Il governo finanzia le attività della Chiesa?
«Qui dal governo non arrivano risorse alla Chiesa. Andiamo avanti con le offerte dei fedeli. Da noi molti sono contadini, e a volte non è facile. È sempre una scommessa. Le suore prima avevano hanno un asilo. Ma ora lo hanno lasciato. Abbiamo una casa per i malati. Ma non riusciamo a fare molto. E ci sarebbe tanto da fare».

Ci sono giovani che entrano in seminario?
«Le vocazioni stanno diminuendo. Adesso siamo travolti dai grandi fenomeni sociali della modernizzazione e del consumismo».

Secondo molti, questo rende i giovani sacerdoti cinesi più fragili di quelli di una volta. È così?

-- Compiti da svolgere --
[1] Ricopia dal testo sulla Chiesa il passo che va da "Il governo finanzia" a "volta. È così?".
[2] Continua il testo sulla Chiesa partendo subito dopo la sua ultima frase.
L'elenco che segue proviene da un'altra fonte.

-- Dati forniti --
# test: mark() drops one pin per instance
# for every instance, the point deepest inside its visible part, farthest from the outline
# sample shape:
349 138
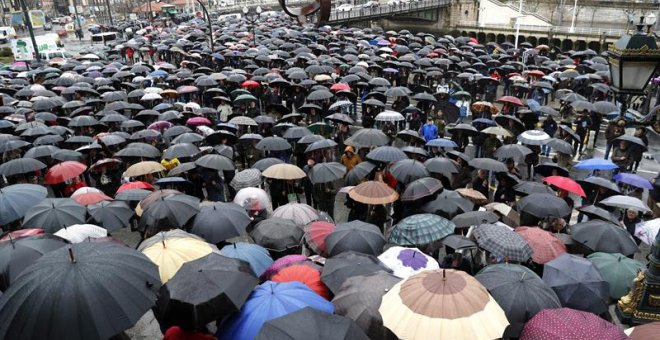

-- Risultati ottenuti --
[1]
Il governo finanzia le attività della Chiesa?
«Qui dal governo non arrivano risorse alla Chiesa. Andiamo avanti con le offerte dei fedeli. Da noi molti sono contadini, e a volte non è facile. È sempre una scommessa. Le suore prima avevano hanno un asilo. Ma ora lo hanno lasciato. Abbiamo una casa per i malati. Ma non riusciamo a fare molto. E ci sarebbe tanto da fare».

Ci sono giovani che entrano in seminario?
«Le vocazioni stanno diminuendo. Adesso siamo travolti dai grandi fenomeni sociali della modernizzazione e del consumismo».

Secondo molti, questo rende i giovani sacerdoti cinesi più fragili di quelli di una volta. È così?

[2]
«Non so se si possono fare paragoni. Prima, nonostante tutto, i sacerdoti avevano grande autorevolezza anche sui fedeli. Tante persone non avevano studiato, erano povere e ignoranti. Seguivano i sacerdoti in tutto. Adesso è tutto un altro mondo. I giovani hanno studiato. La società continua a cambiare velocemente. Dobbiamo trovare le vie per portare avanti missione in questo nuovo contesto».

La Lettera ai cattolici cinesi di Benedetto XVI riconosce che la clandestinità non è la condizione normale per la vita e l'opera della Chiesa. Lei condivide questa considerazione?
«Certo. E logico. È più facile e più consono alla natura della fede cristiana poter crescere come Chiesa senza nascondere niente a nessuno, con il riconoscimento del governo e delle istituzioni civili. E questo aiuta anche a superare tante difficoltà pratiche».

Seguite il magistero di Papa Francesco?  E quale effetto ha la sua predicazione in Cina?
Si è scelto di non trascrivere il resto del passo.